#### WORK INSTRUCTIONS
In the data below, find every line that has the string "blue", and copy it.

START THE INPUT

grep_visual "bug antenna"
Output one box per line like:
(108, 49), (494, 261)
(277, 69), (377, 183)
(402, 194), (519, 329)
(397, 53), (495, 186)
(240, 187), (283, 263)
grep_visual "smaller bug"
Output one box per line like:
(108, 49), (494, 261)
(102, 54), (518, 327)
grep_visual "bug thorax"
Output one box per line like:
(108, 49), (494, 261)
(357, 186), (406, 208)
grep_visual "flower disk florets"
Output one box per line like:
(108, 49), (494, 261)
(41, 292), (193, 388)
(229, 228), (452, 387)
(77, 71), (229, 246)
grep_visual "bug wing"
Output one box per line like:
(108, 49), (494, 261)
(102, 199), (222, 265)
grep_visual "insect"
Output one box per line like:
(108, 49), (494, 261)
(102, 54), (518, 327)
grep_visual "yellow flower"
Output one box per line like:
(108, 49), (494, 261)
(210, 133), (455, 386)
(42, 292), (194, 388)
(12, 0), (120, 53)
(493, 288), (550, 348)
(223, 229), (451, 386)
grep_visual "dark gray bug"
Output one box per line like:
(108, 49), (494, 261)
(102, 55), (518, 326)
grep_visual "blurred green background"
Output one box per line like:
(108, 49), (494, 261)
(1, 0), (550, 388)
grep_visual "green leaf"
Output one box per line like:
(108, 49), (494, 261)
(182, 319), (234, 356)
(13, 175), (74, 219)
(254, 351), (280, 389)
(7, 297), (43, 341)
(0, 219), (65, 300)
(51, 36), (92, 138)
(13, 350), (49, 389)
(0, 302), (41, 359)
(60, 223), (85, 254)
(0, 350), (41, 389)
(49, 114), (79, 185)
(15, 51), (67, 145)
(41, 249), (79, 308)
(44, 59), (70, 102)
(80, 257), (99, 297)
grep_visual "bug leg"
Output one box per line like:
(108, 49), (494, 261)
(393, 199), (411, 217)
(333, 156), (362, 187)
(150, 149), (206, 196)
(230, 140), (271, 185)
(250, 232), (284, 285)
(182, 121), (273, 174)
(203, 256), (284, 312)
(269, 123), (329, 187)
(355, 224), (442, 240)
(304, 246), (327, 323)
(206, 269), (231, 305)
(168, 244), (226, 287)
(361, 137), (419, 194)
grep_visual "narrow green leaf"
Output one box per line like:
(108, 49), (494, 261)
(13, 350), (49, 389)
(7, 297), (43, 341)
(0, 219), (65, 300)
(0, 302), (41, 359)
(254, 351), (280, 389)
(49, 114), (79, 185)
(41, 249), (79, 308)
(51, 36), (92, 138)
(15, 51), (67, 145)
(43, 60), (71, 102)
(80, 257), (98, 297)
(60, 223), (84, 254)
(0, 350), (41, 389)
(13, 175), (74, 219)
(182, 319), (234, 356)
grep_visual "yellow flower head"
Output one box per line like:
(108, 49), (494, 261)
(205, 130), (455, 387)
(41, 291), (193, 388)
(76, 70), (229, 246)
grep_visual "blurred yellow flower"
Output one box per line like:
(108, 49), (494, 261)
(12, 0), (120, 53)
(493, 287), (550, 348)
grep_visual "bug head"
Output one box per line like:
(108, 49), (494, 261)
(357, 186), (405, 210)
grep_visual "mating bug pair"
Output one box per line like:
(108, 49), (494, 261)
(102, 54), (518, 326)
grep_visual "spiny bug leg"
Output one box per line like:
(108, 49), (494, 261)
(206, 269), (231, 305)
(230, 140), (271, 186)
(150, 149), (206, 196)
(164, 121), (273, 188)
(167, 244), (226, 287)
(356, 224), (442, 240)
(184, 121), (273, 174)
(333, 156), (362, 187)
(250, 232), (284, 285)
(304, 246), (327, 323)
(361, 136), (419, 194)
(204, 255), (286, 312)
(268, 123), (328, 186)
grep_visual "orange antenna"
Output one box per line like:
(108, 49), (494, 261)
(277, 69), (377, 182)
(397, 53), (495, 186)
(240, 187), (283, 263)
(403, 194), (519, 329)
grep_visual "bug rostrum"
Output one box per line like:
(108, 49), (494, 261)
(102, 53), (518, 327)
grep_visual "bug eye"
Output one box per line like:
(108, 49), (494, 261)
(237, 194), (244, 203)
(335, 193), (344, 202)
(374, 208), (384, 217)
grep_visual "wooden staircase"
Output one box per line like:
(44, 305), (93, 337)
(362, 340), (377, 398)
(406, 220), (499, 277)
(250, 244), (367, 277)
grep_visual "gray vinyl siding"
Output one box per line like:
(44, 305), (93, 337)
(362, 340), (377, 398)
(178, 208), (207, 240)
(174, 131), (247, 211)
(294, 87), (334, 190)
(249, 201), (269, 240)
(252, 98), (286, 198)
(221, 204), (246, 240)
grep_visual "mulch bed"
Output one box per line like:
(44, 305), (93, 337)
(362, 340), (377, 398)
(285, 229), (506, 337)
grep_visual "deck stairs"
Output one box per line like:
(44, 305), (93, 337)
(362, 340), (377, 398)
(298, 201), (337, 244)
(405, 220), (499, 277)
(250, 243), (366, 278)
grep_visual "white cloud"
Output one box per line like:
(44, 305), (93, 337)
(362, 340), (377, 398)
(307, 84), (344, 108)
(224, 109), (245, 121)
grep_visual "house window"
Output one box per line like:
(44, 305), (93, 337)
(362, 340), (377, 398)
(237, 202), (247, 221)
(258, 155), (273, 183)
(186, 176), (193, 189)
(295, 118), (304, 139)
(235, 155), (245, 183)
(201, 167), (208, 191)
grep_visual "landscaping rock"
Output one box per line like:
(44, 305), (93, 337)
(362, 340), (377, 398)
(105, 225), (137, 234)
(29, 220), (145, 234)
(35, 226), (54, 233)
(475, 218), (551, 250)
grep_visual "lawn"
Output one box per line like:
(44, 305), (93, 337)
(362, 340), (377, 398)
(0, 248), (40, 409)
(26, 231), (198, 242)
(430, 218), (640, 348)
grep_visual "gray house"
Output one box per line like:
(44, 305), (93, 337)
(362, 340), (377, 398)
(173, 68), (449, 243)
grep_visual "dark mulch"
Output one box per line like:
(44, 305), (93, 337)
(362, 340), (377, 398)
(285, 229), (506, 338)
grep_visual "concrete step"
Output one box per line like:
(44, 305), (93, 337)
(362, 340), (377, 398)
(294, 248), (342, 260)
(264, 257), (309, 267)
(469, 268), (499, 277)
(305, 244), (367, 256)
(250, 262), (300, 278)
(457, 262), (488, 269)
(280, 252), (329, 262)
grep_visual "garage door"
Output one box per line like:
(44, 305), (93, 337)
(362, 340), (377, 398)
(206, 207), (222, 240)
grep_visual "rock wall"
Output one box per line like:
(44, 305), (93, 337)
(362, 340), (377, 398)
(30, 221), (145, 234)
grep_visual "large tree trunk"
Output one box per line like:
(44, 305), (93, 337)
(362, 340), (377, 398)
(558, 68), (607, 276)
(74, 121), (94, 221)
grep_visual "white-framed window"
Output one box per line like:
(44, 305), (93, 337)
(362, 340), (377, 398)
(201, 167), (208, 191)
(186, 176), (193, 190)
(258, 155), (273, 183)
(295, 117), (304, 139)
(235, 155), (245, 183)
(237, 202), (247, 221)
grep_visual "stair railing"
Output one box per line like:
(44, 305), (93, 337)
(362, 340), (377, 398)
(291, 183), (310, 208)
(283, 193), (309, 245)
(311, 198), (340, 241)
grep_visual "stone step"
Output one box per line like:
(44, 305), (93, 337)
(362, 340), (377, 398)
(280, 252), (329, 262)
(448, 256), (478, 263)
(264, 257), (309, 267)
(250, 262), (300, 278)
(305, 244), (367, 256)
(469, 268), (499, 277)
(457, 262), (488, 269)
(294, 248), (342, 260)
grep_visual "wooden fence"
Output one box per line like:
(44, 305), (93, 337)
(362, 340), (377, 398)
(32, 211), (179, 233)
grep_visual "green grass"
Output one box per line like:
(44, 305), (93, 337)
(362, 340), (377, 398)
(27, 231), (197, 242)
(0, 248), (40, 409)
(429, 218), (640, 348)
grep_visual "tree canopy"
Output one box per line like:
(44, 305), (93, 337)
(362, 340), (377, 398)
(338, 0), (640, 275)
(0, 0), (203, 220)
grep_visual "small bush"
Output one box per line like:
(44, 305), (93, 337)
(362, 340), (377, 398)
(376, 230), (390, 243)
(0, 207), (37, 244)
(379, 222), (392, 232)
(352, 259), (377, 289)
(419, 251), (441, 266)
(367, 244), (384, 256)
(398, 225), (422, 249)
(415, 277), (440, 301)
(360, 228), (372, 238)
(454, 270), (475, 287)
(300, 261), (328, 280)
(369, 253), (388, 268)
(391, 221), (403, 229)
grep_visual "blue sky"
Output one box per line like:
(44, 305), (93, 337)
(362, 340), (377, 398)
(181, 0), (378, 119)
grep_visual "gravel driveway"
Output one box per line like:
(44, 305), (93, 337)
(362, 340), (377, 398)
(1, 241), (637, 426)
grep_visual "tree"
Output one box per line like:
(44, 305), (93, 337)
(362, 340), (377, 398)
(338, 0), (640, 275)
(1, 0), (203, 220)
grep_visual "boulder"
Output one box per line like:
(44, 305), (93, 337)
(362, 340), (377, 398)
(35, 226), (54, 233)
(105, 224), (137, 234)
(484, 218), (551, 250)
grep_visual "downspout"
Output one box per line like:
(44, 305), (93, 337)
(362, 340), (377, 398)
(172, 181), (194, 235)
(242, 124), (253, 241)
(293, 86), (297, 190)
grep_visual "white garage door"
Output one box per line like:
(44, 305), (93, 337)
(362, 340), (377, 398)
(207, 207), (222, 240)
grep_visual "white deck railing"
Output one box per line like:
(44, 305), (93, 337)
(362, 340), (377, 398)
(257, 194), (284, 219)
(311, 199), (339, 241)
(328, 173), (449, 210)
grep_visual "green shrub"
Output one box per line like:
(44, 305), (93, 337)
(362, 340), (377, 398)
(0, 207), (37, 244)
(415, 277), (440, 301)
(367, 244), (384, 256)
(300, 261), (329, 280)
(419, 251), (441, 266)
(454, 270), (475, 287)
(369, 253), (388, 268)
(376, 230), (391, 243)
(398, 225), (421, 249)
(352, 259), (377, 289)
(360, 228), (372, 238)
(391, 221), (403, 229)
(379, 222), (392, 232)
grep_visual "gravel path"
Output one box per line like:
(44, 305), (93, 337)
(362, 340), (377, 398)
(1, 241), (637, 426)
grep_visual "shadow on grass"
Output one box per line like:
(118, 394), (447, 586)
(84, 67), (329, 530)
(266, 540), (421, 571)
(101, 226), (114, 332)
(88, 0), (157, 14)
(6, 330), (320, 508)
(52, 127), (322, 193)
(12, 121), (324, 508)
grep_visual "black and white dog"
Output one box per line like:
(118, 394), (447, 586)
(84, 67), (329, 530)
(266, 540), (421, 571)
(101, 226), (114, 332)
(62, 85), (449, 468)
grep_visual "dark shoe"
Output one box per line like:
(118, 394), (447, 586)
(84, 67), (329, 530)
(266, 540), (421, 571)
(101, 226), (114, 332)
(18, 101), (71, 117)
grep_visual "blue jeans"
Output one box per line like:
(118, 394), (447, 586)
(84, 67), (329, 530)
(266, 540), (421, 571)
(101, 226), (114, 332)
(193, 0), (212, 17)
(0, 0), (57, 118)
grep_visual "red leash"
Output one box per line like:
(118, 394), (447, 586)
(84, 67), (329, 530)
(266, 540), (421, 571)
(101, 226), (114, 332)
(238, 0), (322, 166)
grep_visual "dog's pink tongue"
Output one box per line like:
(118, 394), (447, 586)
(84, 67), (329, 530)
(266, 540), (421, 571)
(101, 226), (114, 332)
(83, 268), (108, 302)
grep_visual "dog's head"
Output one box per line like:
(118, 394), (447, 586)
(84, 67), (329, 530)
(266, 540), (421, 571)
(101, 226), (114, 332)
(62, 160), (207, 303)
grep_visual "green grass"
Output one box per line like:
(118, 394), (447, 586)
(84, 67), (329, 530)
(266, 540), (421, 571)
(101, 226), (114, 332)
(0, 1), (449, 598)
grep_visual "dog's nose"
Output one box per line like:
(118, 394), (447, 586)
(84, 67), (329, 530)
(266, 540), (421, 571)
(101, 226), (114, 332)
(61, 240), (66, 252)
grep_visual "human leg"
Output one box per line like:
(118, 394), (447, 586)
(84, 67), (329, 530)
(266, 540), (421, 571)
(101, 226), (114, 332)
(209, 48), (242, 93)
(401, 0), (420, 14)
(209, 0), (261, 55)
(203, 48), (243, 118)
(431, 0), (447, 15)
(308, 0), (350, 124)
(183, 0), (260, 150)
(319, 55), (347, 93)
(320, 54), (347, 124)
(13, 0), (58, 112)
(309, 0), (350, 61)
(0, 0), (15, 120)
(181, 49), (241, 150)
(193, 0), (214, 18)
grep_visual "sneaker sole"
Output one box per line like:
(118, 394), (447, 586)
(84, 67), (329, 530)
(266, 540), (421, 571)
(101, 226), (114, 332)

END THE INPUT

#### ANSWER TO THIS PROBLEM
grep_visual "blue sky"
grep_visual "blue jeans"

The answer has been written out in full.